● **Source document**
:::

Once upon a time I wrote about Sisyphus, that ne’er-do-well king in Greek mythology who found himself in Hell, pushing a boulder up a hill over and over again. Every time he pushed it up one side, the boulder would roll down the other. Then he would push it up the other side, and.. well… you get the idea: up and down, up and down, in an endless loop of futility and frustration.
The reason I brought up Sisyphus then was to compare him to some of you stuck in relationship hell. You’re in a relationship that’s never going to work and you know it, but you keep pushing that boulder up a hill and hoping for a different result (see Einstein’s definition of insanity). The relationship might even be pleasant, but deep in your heart you know he’s not the one, so you remain stuck in an endless loop of discontentment and disappointment.
These types of relationships are more common than you might think. If you ever find yourself in one, it could very well be with of these five types of men.

:::

Stored data entries
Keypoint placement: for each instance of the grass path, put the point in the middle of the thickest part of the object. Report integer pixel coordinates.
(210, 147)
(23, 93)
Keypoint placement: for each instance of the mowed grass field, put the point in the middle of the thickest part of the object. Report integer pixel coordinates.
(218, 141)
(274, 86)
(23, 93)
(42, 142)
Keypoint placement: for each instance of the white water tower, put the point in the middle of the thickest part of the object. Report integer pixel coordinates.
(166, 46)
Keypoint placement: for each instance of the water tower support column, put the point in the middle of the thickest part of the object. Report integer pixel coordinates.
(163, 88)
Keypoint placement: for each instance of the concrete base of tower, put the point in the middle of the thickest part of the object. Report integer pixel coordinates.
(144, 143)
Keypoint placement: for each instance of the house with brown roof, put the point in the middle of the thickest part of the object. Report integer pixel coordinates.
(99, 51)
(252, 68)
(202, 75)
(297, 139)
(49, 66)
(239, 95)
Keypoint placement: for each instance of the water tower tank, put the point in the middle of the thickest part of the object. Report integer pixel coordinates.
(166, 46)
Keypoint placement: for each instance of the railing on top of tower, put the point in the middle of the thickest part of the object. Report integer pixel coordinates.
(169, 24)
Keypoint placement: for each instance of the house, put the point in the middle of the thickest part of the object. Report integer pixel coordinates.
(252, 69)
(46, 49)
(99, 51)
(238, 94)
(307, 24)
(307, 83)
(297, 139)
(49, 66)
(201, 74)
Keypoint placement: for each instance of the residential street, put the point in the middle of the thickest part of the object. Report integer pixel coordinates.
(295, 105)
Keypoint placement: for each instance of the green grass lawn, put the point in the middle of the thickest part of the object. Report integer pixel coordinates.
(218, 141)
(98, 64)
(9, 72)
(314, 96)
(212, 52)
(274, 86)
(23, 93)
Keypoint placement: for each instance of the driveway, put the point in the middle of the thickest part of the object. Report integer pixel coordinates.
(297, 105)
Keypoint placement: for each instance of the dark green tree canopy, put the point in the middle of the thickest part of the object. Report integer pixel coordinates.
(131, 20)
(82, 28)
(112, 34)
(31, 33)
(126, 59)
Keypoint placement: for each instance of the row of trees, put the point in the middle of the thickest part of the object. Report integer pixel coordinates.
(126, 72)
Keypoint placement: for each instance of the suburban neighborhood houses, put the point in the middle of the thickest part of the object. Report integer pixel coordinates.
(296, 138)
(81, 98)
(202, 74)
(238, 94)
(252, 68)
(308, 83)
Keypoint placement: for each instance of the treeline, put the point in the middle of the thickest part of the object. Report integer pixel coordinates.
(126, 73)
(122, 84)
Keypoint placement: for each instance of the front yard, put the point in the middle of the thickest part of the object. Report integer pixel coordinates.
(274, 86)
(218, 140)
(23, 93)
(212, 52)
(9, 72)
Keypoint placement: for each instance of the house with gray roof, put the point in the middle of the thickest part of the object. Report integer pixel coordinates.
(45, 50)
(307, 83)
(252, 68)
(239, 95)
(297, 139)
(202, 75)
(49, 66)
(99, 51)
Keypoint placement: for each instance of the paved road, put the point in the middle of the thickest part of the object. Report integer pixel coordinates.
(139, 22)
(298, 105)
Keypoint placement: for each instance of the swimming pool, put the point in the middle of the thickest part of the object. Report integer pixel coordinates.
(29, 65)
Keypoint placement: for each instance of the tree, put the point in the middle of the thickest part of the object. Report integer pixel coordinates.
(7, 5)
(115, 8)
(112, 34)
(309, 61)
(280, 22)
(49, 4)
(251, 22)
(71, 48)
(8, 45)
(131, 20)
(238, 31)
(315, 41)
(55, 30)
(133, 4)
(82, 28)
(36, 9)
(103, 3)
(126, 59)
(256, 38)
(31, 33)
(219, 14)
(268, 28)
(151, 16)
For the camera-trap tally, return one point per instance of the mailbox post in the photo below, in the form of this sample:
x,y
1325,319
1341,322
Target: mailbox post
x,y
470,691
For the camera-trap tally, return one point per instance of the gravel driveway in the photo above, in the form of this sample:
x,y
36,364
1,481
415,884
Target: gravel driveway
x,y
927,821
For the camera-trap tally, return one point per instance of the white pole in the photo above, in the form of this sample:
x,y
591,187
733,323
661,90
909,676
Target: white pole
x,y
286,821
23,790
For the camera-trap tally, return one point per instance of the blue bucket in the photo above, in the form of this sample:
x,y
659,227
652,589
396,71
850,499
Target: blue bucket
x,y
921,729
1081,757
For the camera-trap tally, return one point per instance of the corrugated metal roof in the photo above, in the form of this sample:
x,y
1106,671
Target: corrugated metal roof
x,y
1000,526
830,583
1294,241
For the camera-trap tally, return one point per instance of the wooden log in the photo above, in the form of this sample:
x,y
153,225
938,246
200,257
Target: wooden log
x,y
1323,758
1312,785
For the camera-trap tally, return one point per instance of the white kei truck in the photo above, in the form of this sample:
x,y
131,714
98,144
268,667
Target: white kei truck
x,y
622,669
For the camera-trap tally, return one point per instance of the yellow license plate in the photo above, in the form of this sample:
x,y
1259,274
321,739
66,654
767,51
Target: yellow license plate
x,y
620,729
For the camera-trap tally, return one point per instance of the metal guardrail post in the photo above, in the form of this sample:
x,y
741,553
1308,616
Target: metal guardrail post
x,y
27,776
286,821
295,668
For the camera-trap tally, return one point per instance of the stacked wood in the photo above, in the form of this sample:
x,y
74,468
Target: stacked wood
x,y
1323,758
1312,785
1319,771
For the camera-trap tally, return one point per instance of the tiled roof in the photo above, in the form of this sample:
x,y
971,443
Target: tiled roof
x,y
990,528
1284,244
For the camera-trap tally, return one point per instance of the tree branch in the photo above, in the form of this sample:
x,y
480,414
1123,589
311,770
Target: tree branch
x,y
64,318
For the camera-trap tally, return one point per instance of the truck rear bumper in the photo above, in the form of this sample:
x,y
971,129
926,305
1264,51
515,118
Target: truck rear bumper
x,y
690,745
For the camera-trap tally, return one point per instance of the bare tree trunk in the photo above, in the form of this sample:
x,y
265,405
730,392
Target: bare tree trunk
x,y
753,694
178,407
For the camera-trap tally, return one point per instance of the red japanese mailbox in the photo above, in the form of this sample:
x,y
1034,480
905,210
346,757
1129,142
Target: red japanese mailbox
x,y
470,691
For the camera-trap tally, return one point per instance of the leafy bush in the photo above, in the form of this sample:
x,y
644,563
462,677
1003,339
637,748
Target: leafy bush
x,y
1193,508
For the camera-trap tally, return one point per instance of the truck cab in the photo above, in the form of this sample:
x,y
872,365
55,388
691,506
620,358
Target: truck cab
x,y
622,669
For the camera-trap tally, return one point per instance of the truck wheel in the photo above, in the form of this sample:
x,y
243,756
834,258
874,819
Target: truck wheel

:::

● **Activities**
(1) In the passage about Sisyphus, what does Sisyphus push up a hill over and over again?
(2) Duplicate part of the passage about Sisyphus, beginning at the words "Once upon a" and stopping after "discontentment and disappointment.".
Rely only on the passage about Sisyphus, not on the entries.

● **Task results**
(1) A boulder.

(2)
Once upon a time I wrote about Sisyphus, that ne’er-do-well king in Greek mythology who found himself in Hell, pushing a boulder up a hill over and over again. Every time he pushed it up one side, the boulder would roll down the other. Then he would push it up the other side, and.. well… you get the idea: up and down, up and down, in an endless loop of futility and frustration.
The reason I brought up Sisyphus then was to compare him to some of you stuck in relationship hell. You’re in a relationship that’s never going to work and you know it, but you keep pushing that boulder up a hill and hoping for a different result (see Einstein’s definition of insanity). The relationship might even be pleasant, but deep in your heart you know he’s not the one, so you remain stuck in an endless loop of discontentment and disappointment.